— Begin RECORDS —

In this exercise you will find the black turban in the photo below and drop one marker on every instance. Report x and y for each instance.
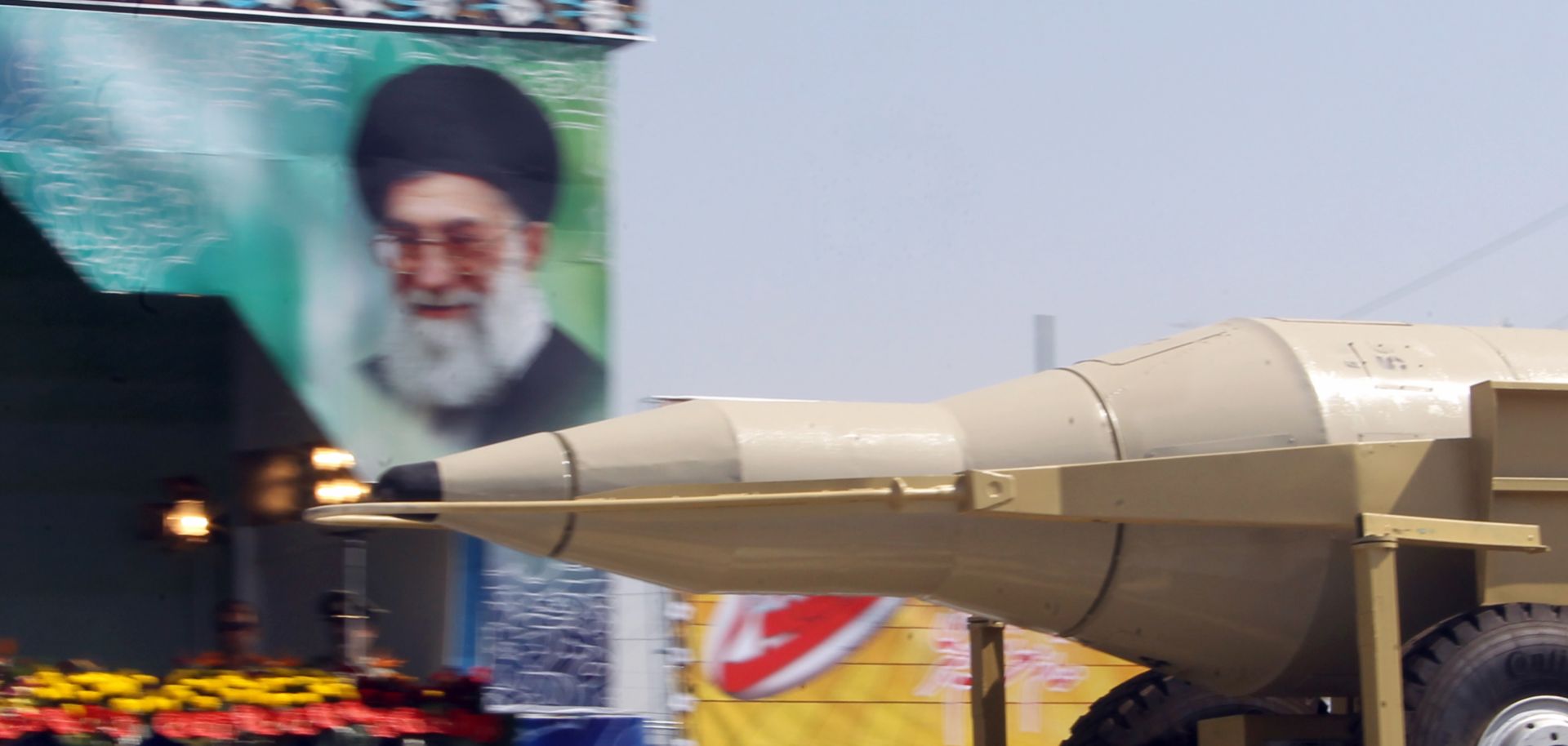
(457, 119)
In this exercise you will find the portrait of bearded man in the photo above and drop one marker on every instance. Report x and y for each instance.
(460, 171)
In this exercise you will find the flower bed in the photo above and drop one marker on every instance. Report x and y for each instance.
(228, 706)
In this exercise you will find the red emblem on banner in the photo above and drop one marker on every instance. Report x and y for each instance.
(763, 645)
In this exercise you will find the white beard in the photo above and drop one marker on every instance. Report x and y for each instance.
(439, 362)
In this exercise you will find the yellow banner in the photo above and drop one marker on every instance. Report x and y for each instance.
(795, 669)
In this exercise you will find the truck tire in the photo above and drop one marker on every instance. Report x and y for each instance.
(1496, 676)
(1155, 708)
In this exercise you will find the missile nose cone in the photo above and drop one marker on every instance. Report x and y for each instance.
(410, 483)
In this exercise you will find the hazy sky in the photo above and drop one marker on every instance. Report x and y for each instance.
(871, 199)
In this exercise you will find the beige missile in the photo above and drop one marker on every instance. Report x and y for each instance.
(1237, 608)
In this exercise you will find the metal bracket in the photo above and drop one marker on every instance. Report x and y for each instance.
(1379, 640)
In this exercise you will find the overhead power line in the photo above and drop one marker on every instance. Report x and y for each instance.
(1462, 262)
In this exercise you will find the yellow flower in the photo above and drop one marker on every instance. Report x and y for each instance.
(126, 706)
(206, 703)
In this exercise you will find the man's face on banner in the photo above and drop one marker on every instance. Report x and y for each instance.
(461, 259)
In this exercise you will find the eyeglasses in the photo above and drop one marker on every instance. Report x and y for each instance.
(470, 251)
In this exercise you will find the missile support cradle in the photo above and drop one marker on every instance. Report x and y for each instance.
(1267, 513)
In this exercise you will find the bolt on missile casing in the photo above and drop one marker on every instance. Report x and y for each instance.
(1235, 608)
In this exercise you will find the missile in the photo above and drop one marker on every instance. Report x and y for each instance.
(1241, 608)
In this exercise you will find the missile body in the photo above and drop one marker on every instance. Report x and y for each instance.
(1239, 610)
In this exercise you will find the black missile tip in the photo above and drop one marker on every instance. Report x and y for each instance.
(410, 483)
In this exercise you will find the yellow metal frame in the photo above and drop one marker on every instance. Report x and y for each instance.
(1518, 456)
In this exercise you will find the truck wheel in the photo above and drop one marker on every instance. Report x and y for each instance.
(1153, 708)
(1491, 677)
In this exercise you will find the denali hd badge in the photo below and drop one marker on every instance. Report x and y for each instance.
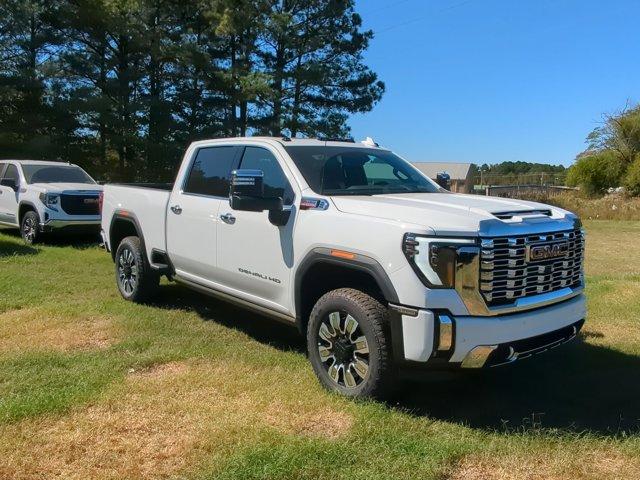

— End RECORDS —

(YOUR OBJECTIVE) Give the rows above as a JSON list of strings, one string per line, with blank lines left out. Cover every row, but leave the pictures out.

(RESPONSE)
[
  "In this exercise you will find the black turban in the photo below and drop one marker on every instance. Report x and y for each instance.",
  "(457, 119)",
  "In this exercise you will find the portrait of bearded man in the photo above and drop one marker on every instance. Report x and y for each instance.",
  "(460, 171)",
  "In this exercise you will find the flower bed in the photo above and drop one marker on every instance. Report x and y for each instance.",
  "(228, 706)",
  "In this exercise you will find the red emblem on banner in the photo above and drop one marker on every instance. Report x and y for each instance.",
  "(763, 645)",
  "In this exercise you will find the white beard in the photo above and drop one marker on every instance. Report x and y for each instance.",
  "(439, 362)",
  "In this exercise you will find the yellow banner in the photo above and drop one marker on every instance. Report x and y for each instance.",
  "(795, 669)",
  "In this exercise you will find the truck tire in the photo above and drop one marker on every instance. Report x and y for each instance.",
  "(1496, 676)",
  "(1155, 708)",
  "In this exercise you will find the missile nose cone in the photo above and drop one marker on every instance. Report x and y for each instance.",
  "(410, 483)",
  "In this exercise you will find the hazy sky in the photo above and drop one marker on every instance. Report x and y for each instance.",
  "(871, 199)",
  "In this exercise you will find the beige missile in the photo above and drop one marker on every instance. Report x and y for each instance.",
  "(1237, 608)",
  "In this exercise you will find the metal bracket in the photo above and drop one marker on every instance. Report x and y for each instance.",
  "(1379, 640)",
  "In this exercise you will find the overhead power line in the photo above and drop one marker on every instance. Report x and y for each instance.",
  "(1462, 262)",
  "In this exercise you will find the yellow flower in the photo above and drop one marker on every instance. Report x and y for each instance.",
  "(126, 706)",
  "(206, 703)",
  "In this exercise you will find the man's face on banner in the photo above and drop one marker on every instance. Report x and y for each instance.",
  "(461, 259)",
  "In this exercise you will find the eyeglasses in the photo above and drop one marker on every instance. Report x and y for each instance.",
  "(470, 251)",
  "In this exercise you will find the missile support cradle in the photo above and drop one marker on every instance. Report x and y for each instance.",
  "(1267, 513)",
  "In this exercise you will find the bolt on missile casing in the photo above and drop one marker on every instance. Report x and y for each instance.",
  "(1235, 608)",
  "In this exercise you will find the missile in the photo above and drop one marker on every instance. Report x and y for each instance.",
  "(1241, 608)",
  "In this exercise you will find the missile body in the photo above and drop one marker on every instance. Report x and y for each instance.",
  "(1239, 610)",
  "In this exercise you will find the black missile tip in the photo above and drop one marker on every instance. Report x and y for each instance.",
  "(410, 483)",
  "In this exercise you will find the yellow metal frame in the photo above and drop one marker on every instance. Report x and y for each instance.",
  "(1518, 456)",
  "In this exercise you will find the truck wheel in the photo above and drop one marker on every instance. Report x and y for each instance.",
  "(1153, 708)",
  "(1491, 677)",
  "In this exercise you will find the denali hd badge in the photo below and drop one marker on every instance. Report x and y for each instance."
]